• _Tarefa solicitada 1_
Enumere os campos de identificação que, no acórdão do Tribunal da Relação de Évora, antecedem o relatório, indicando o valor de cada um.
• _Tarefa solicitada 2_
Reproduza fielmente o trecho do acórdão do Tribunal da Relação de Évora que principia em "Sequentemente o queixoso" e prossegue até "do Código Penal.".
• _Tarefa solicitada 3_
Prossiga a redação do acórdão do Tribunal da Relação de Évora a partir da última frase apresentada.

• _Excerto do documento_

·····

Acórdão nº 229/20.5GCTVD.E1 de Tribunal da Relação de Évora, 2023-02-28

Data de Julgamento28 Fevereiro 2023
Ano2023
Número Acordão229/20.5GCTVD.E1
ÓrgãoTribunal da Relação de Évora
I - RELATÓRIO
a. No termo do inquérito o Ministério Público considerou não terem sido reunidos indícios suficientes da prática de crime, determinando em conformidade o respetivo arquivamento

Sequentemente o queixoso AA constitui-se assistente e, nessa qualidade, requereu abertura de instrução, por, ao contrário do decidido pelo Ministério Público, considerar conterem os autos indícios suficientes da prática de crime pelo denunciado, pretendendo a pronúncia deste pelo crime de abuso de confiança, previsto no artigo 205.º do Código Penal.

Recebidos os autos no Tribunal, na circunstância no 1.º Juízo (1) de Instrução Criminal de …, o Mm.o Juiz não admitiu a abertura da fase de instrução, por considerar que o requerimento não reunia os requisitos necessários, rejeitando-o por inadmissibilidade legal (falta de objeto), nos termos do artigo 287.º, § 2.º e 3.º CPP.

b. Inconformado com tal decisão o assistente interpôs o presente recurso, extraindo-se da respetiva motivação as seguintes conclusões (transcrição):

«1.º) Entendeu o Tribunal “a quo” que o Requerimento de Abertura de Instrução do assistente e aqui recorrente não continha de todos os elementos de facto necessários para ser apto à abertura desta fase processual.

·····

• _Extrato de dados_
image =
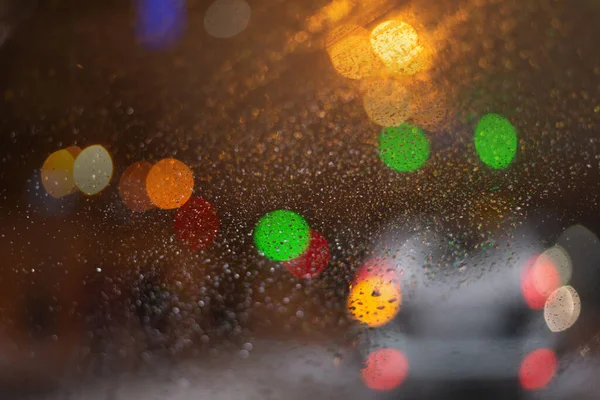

·····

• _Resposta 1_
- Data de Julgamento: 28 Fevereiro 2023
- Ano: 2023
- Número Acordão: 229/20.5GCTVD.E1
- Órgão: Tribunal da Relação de Évora

• _Resposta 2_
Sequentemente o queixoso AA constitui-se assistente e, nessa qualidade, requereu abertura de instrução, por, ao contrário do decidido pelo Ministério Público, considerar conterem os autos indícios suficientes da prática de crime pelo denunciado, pretendendo a pronúncia deste pelo crime de abuso de confiança, previsto no artigo 205.º do Código Penal.

• _Resposta 3_
2.º) Entendeu o Tribunal “a quo” que o Requerimento de Abertura de Instrução do assistente e aqui recorrente violou o teor do artigo 287.º, n.º 2, do CPP que prescreve que o requerimento de abertura da instrução (RAI) deve conter as menções previstas no artigo 283.º, n.º 3, als. b) e c) do mesmo código – Por não os conter.

3.º) Sendo necessário que o requerimento de abertura da instrução deduzido pelo assistente seja enunciado claramente os factos que pretende imputar ao arguido e tais factos deverão pelo menos integrar os elementos objetivo e subjetivo de um tipo legal de crime.

4.º) Entendendo que a falta de alegação expressa do elemento subjetivo do tipo legal de crime no Requerimento de Abertura de Instrução do assistente, implica a rejeição dessa peça processual e a não realização da fase da instrução.

5.º) Concluindo-se pela rejeição liminar do Requerimento de Abertura de Instrução do assistente por inadmissibilidade legal da instrução.

6.º) Discorda-se que o Requerimento de Abertura de Instrução do assistente e aqui recorrente não respeite e não contenha de todos os elementos de facto necessários para ser apto à abertura desta fase processual, mormente que desrespeite o teor do artigo 287.º, n.º 2, do CPP e não contenha as menções previstas no artigo 283.º, n.º 3, als. b) e c) do mesmo código.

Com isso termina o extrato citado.